● **Short problem**: Copy the records from the line with "Pass this photo to locate to point out the rifle sling." to the line with "x=280, y=186", and nothing else. In them, swap "rifle sling" for "shoulder strap" and leave all else unchanged.

● **Listed records**:

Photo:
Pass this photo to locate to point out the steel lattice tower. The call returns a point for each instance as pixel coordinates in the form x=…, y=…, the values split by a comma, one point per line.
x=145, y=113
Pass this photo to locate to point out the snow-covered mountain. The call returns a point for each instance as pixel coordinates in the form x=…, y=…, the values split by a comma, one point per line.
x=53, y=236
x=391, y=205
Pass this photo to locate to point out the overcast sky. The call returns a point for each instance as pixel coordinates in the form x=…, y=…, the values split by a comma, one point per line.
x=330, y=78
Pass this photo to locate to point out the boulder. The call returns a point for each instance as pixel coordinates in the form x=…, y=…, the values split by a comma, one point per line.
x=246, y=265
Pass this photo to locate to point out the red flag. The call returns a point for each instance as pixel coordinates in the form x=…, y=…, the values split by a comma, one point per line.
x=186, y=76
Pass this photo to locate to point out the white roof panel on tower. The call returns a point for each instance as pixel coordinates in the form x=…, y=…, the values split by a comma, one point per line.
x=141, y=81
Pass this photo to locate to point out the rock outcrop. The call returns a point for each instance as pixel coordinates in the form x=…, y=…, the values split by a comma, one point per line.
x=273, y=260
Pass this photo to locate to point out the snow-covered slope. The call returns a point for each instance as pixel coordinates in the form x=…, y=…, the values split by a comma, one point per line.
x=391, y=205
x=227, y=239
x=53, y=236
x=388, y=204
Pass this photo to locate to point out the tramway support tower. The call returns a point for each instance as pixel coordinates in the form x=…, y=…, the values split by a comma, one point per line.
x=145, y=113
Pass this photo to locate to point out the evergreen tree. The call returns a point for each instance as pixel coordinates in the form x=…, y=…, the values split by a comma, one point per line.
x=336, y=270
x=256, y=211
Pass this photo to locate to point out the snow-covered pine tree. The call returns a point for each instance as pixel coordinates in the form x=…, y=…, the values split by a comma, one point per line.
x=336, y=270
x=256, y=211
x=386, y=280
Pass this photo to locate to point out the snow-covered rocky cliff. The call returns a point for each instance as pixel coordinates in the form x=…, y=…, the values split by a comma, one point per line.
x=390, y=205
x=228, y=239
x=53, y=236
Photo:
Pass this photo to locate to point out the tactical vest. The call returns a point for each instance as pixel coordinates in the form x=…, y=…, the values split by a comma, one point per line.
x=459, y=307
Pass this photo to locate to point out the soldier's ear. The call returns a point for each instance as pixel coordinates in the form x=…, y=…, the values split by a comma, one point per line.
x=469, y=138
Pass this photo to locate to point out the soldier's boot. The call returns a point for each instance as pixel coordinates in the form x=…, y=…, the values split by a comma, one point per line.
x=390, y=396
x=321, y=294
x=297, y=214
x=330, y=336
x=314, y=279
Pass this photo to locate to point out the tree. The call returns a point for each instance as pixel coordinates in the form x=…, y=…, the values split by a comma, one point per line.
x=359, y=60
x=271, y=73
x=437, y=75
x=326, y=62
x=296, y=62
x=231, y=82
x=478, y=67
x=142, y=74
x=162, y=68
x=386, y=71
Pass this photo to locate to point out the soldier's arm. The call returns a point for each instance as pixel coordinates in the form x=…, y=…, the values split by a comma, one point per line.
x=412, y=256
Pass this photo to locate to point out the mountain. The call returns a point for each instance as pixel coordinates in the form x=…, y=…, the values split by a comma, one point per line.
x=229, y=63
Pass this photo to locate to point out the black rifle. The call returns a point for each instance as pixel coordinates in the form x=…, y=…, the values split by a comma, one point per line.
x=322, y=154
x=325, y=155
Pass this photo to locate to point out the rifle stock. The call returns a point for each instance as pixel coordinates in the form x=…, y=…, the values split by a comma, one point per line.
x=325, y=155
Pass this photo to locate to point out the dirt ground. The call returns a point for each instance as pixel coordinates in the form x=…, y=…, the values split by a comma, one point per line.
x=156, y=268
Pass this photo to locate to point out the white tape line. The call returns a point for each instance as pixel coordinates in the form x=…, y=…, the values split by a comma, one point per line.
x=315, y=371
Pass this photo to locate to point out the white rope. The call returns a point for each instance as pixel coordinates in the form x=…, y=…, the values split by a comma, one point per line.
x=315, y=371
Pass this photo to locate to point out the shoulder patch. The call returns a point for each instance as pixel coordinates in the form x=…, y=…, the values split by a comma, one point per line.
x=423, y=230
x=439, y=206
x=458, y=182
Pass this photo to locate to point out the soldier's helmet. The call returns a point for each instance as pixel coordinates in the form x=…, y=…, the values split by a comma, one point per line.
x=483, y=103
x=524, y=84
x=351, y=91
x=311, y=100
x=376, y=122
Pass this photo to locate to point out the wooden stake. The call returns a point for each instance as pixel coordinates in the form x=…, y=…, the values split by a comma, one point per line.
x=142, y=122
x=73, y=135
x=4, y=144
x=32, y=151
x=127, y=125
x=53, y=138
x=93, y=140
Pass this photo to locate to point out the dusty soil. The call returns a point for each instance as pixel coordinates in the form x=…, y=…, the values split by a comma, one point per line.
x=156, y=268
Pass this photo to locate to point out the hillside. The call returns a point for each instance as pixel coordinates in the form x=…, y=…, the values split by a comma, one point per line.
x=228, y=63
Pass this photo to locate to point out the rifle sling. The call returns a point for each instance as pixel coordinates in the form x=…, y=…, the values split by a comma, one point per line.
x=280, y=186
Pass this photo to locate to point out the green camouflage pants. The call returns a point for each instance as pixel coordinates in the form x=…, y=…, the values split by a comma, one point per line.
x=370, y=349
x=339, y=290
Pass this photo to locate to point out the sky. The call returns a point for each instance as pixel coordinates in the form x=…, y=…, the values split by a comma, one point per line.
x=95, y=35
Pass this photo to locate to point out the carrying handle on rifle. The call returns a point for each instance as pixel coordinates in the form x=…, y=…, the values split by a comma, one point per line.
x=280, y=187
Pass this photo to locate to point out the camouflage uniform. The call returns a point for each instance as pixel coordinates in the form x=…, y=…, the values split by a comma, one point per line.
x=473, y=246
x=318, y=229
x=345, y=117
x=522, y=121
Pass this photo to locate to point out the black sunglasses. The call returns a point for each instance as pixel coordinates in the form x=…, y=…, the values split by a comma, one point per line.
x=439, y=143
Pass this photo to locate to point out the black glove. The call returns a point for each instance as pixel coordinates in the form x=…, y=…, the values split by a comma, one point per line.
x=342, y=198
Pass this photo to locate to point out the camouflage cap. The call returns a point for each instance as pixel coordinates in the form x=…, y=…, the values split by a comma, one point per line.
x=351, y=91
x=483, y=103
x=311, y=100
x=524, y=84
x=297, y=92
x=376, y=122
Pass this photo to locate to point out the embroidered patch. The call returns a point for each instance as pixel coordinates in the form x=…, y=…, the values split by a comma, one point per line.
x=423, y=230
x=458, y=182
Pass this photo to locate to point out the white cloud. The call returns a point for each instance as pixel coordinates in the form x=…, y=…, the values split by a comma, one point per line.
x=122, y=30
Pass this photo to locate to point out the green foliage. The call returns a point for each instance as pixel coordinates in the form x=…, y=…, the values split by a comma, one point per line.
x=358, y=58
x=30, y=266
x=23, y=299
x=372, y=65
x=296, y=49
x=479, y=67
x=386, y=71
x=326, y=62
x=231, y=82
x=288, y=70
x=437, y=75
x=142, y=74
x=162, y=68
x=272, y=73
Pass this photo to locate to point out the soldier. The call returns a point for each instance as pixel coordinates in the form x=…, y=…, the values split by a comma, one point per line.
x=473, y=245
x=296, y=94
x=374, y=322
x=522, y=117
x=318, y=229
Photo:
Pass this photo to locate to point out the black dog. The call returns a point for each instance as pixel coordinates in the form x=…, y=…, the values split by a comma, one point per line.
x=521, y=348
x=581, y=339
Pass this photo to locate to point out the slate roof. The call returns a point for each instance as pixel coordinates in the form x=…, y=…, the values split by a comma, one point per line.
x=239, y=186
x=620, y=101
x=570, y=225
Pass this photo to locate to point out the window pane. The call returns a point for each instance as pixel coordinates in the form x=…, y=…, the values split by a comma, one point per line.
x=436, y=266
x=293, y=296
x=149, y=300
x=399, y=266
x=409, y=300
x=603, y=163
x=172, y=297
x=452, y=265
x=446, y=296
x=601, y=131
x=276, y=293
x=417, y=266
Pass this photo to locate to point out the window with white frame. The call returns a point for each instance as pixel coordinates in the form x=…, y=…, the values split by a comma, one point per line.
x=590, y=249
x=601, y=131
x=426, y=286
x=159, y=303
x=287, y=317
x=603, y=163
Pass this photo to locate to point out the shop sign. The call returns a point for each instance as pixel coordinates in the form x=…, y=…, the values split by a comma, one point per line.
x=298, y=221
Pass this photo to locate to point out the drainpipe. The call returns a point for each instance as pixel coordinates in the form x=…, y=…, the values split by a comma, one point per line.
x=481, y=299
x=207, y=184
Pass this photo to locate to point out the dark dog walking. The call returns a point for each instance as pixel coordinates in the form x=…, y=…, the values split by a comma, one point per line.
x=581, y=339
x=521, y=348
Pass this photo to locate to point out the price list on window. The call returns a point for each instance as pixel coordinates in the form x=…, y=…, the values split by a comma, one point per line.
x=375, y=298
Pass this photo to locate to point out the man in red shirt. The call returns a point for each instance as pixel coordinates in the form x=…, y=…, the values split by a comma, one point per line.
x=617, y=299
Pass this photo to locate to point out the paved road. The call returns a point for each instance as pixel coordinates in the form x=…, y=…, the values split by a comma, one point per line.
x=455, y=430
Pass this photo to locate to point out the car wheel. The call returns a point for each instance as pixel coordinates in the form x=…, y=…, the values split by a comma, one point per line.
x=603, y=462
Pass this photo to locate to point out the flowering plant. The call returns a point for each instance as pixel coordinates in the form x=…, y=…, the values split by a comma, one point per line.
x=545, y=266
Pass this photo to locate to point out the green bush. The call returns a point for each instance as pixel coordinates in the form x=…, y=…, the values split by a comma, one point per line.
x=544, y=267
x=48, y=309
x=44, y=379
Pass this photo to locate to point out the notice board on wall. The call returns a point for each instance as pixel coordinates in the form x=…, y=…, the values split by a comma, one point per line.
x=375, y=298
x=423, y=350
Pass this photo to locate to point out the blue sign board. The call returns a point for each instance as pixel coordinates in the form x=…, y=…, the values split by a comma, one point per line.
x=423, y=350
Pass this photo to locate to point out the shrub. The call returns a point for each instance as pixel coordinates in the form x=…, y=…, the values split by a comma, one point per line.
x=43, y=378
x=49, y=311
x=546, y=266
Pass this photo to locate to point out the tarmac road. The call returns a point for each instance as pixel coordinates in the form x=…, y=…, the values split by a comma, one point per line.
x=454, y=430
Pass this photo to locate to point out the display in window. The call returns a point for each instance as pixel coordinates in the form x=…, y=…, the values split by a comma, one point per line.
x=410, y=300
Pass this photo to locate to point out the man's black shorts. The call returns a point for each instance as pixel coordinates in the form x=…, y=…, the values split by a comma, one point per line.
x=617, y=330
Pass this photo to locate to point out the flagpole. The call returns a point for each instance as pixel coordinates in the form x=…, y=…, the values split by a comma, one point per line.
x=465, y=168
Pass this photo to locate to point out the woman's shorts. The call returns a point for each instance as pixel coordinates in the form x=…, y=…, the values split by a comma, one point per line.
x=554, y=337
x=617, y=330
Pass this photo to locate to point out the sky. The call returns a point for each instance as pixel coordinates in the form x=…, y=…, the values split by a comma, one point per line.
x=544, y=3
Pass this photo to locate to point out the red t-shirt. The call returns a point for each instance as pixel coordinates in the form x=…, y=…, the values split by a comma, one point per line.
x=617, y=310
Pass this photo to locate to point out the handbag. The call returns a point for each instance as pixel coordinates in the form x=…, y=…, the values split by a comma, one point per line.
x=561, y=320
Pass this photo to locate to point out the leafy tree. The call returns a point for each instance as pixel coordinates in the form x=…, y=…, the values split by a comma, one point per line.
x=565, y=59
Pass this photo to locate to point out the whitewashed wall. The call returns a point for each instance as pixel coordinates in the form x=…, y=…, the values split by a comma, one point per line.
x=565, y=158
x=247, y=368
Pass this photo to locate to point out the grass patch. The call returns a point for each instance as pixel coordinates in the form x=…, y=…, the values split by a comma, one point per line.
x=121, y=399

● **The output**:
Pass this photo to locate to point out the shoulder strap. The call returns a point for each instance as pixel coordinates in the form x=…, y=…, the values split by a comma, one point per line.
x=280, y=186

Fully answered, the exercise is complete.